- _EXTRACTED TEXT_:
Sharon Stone bitch slaps Kaley Cuoco – not once or twice, but 3 times! Yeah, let that sink in for a second. While promoting “The Flight Attendant” season 2 on “Jimmy Kimmel Live!” recently, the 36-year-old actress recalled an intense moment with Sharon, who plays the mother to Kaley’s Cassie Bowden.
“She was supposed to say, ‘I like you, but I don’t love you very much. That’s what she is supposed to say. She says this line to me, she grabs my face and she whacks me!” said Kaley. “Sharon comes back and says, ‘Oh my God, I love you. It just felt right for the scene,” Cuoco said. “I was like, ‘That was incredible. Whoa!’ So I’m like, ‘I just got bitch-slapped by Sharon Stone.'”
In addition to the unscripted slap (on episode 6) – which Kaley described as “Emmy-worthy” – the blonde bombshell also unpacks where Cassie’s headspace is in this season (hint: a hot mess), her journey, favourite behind-the-scenes moment, and of course, the question everyone wants to know: “Are we getting another season?” Scroll down to read more.

Q. The first season of the show was a huge success. Did you have any idea it would get the reaction that it did?
KC: Oh my god, no, not for a second. I’m still shocked. I would have preferred to leave it in a little bow and move on with our lives! I was afraid to do a second season because I didn’t know how we could make it better. But we ended up doing the second season and I think it’s bigger and better than the first. We did so much more. We have multiple Cassies. And it felt like returning to family seeing all these characters come back and meeting the new characters. It’s definitely a wild ride… again!
Q: Did you feel nervous going into the second season?
KC: I was nervous. When something is good, how do you make it better? You’re pushing yourself again and again and it’s like, ‘how can we do it?’ And then when I heard I was playing five Cassies I was like, ‘ok!’ I needed to buckle in and figure that out and make sure each character is unique and interesting so you’re not just watching five of the same thing. It took a lot of brain power and emotions. There were a lot of highs and lows as the character, and as me, myself. It was a really crazy experience.

- _LISTING_:
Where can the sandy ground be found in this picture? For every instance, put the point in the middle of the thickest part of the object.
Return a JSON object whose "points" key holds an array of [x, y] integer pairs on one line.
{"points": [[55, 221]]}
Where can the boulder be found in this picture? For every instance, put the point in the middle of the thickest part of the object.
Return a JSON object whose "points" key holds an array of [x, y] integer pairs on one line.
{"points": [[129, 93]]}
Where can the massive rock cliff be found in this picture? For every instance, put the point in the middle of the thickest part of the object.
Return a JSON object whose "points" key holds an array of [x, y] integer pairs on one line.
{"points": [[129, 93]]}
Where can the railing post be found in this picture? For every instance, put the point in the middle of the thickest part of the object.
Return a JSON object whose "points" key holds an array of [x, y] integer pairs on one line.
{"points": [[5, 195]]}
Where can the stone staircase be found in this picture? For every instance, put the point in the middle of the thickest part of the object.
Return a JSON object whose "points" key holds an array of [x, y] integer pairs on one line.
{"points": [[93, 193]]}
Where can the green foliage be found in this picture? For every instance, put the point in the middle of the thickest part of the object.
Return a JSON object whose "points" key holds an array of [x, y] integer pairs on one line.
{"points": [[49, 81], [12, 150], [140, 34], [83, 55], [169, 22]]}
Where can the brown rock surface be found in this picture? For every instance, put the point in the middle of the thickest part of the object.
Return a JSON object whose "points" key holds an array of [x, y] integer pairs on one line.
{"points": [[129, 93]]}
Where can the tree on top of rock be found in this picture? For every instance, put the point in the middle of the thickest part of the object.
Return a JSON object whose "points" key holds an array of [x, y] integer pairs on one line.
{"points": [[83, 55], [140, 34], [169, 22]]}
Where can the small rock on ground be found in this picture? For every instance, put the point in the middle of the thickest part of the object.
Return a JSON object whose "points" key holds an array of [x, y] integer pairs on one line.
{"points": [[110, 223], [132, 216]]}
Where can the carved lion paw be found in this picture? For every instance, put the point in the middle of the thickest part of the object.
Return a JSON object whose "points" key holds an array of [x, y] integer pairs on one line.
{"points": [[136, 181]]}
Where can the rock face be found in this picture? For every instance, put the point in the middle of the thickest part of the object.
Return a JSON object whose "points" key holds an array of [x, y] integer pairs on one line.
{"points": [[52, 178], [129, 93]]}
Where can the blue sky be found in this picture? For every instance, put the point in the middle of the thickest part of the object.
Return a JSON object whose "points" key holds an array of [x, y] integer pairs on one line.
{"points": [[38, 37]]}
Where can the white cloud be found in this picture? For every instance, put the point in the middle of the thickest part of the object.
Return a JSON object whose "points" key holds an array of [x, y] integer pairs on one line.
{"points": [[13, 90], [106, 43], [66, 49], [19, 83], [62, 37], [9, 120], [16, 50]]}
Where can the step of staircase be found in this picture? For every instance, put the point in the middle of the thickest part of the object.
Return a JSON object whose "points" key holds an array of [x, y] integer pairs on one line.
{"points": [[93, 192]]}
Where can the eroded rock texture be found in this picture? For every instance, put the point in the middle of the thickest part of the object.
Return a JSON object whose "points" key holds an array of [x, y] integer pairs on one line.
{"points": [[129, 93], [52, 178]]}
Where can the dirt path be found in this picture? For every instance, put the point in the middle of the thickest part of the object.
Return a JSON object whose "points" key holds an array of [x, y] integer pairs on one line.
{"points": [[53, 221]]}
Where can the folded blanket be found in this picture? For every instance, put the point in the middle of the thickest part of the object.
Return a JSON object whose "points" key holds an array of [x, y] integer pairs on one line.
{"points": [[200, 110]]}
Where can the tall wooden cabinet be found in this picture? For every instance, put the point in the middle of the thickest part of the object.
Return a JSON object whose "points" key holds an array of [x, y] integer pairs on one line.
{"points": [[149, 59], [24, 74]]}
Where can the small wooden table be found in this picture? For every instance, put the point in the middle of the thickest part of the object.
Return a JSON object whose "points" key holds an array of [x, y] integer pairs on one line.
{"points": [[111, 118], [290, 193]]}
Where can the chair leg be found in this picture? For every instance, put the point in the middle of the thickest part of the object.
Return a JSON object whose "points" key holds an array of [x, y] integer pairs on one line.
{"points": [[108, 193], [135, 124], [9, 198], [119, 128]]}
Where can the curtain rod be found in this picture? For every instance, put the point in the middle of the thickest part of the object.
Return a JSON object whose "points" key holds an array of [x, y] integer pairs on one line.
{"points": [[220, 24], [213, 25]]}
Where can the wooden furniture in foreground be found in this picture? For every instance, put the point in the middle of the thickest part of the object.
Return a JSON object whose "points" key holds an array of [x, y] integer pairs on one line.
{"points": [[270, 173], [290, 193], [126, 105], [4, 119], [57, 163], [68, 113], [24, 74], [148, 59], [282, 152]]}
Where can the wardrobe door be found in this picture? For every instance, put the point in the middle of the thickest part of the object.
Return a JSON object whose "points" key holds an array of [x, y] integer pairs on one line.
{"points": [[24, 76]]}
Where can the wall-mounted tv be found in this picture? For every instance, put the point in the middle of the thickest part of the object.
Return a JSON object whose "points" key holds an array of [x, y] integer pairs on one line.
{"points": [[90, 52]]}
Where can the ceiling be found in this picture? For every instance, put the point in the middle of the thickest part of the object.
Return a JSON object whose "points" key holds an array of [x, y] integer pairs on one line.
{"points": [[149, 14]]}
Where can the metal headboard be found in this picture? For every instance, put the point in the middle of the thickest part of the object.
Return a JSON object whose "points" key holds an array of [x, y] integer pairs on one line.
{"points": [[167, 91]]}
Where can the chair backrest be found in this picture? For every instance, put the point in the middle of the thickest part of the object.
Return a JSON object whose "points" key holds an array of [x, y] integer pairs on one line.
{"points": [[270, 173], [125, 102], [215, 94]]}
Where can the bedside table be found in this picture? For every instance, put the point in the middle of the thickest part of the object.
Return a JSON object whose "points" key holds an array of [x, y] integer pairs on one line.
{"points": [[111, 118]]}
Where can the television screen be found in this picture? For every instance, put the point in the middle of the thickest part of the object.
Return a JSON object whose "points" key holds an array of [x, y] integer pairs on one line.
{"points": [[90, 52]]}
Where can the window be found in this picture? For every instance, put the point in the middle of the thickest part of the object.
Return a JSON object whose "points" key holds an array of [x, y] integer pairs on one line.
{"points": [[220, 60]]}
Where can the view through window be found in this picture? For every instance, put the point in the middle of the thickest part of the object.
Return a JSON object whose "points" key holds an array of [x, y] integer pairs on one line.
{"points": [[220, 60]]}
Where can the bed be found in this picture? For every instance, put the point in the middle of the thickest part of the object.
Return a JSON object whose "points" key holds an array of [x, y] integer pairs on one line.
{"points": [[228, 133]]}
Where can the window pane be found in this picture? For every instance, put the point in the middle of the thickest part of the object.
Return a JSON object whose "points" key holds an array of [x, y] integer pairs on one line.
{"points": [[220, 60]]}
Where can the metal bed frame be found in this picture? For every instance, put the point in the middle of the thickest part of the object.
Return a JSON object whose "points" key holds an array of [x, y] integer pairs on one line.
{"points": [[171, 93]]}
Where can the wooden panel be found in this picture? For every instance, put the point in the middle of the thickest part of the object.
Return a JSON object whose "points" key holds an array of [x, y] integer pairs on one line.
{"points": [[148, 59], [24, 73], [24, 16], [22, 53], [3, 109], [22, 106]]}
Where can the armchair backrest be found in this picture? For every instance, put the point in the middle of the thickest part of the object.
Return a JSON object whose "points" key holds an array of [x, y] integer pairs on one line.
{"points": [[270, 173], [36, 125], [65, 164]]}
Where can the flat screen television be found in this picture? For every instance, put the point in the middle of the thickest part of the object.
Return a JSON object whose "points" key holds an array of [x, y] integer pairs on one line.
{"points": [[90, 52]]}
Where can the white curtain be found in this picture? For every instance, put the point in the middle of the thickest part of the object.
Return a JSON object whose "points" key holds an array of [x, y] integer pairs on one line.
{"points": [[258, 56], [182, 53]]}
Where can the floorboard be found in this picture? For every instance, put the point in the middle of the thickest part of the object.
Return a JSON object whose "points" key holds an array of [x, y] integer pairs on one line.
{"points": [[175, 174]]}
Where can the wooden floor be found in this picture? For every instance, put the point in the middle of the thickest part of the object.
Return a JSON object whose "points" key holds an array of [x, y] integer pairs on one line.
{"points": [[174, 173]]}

- _LIST OF TASKS_:
(a) Translate this sentence from the interview with Kaley Cuoco into Spanish: "I was afraid to do a second season because I didn't know how we could make it better."
(b) Continue the interview with Kaley Cuoco, picking up right after its final sentence.

- _TASK RESPONSES_:
(a) Tenía miedo de hacer una segunda temporada porque no sabía cómo podíamos mejorarla.

(b)
Q: Season one was based on the book whereas season two doesn’t have the same source material – how was it decided how Cassie’s journey would continue?
KC: We knew we were going to travel again and we picked Iceland and Berlin which I thought was crazy and that we were insane, but we had the best experiences there! It was so picturesque I’m afraid people are going to think it’s fake. The mind palace (where we met dead Alex in season one) was a very specific part of our show and so we wanted to keep that for season two but it was like, ‘how do we do it?’ We didn’t want to do the same thing, so it was like, ‘who is she going to meet in there and why is she there?’ Then we realised she needs to meet herself and all the different versions of herself; the things that she hates and the things that she wants to be. When I learned how we were going to have to shoot it, I was like, ‘<how> are we going to shoot it?!‘ (laughs).
Q: What was that like to film?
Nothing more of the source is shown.